Information:
== == ==
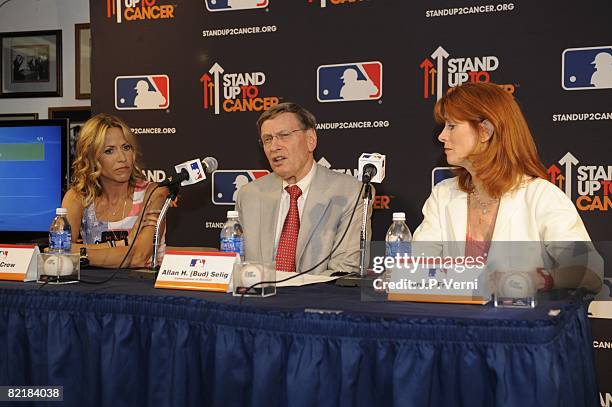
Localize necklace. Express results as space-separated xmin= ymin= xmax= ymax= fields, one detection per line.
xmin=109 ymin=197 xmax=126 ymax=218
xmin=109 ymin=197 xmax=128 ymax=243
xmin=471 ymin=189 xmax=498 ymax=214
== == ==
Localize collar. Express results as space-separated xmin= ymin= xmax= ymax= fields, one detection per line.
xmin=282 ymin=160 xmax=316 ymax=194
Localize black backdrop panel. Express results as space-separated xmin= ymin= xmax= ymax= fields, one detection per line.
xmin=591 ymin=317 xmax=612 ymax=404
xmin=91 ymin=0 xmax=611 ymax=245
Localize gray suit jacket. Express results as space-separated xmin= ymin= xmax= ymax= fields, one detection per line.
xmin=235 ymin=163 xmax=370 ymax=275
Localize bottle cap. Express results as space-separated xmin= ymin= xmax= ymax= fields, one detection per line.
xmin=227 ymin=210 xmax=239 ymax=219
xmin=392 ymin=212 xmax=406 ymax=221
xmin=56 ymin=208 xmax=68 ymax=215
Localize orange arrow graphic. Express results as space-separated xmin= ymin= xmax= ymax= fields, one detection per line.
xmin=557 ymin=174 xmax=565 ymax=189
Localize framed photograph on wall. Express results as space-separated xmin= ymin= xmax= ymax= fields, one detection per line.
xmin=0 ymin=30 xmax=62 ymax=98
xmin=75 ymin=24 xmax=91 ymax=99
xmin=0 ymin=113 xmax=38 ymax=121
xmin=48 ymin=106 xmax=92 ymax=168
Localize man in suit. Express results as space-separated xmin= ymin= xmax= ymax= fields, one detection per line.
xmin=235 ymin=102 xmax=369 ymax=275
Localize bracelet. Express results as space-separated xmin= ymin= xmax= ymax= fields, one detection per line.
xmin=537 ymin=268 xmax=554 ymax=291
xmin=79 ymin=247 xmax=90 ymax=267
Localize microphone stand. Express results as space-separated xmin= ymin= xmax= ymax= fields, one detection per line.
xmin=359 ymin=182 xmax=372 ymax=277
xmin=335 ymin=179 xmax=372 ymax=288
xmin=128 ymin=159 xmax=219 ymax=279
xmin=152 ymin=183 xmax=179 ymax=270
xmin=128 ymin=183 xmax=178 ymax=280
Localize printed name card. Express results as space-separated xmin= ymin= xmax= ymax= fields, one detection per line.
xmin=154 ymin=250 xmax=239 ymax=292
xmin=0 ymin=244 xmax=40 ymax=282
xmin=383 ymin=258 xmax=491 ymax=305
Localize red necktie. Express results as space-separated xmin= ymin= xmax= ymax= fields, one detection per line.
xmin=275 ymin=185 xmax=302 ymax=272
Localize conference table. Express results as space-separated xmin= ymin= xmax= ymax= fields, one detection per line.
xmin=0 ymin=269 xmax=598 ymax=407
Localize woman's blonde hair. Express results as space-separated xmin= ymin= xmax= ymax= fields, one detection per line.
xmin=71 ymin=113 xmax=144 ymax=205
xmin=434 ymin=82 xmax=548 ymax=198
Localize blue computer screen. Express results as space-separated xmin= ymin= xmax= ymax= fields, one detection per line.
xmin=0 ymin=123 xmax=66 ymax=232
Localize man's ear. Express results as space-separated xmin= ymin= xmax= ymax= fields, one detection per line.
== == ==
What is being asked:
From the entries above, give again exactly the lines running from the line with "Localize conference table." to the line with "Localize man's ear."; include both of those lines.

Answer box:
Localize conference table. Express results as space-separated xmin= ymin= xmax= ymax= fields, one detection per line.
xmin=0 ymin=269 xmax=598 ymax=407
Localize woman's blonde hair. Express results as space-separated xmin= ymin= xmax= ymax= fields, one detection per line.
xmin=71 ymin=113 xmax=144 ymax=205
xmin=434 ymin=82 xmax=548 ymax=198
Localize blue computer screen. Express results as space-separated xmin= ymin= xmax= ymax= fields, one detection per line.
xmin=0 ymin=123 xmax=66 ymax=232
Localize man's ear. Express results as space-separated xmin= ymin= xmax= ymax= fields, one detection per line.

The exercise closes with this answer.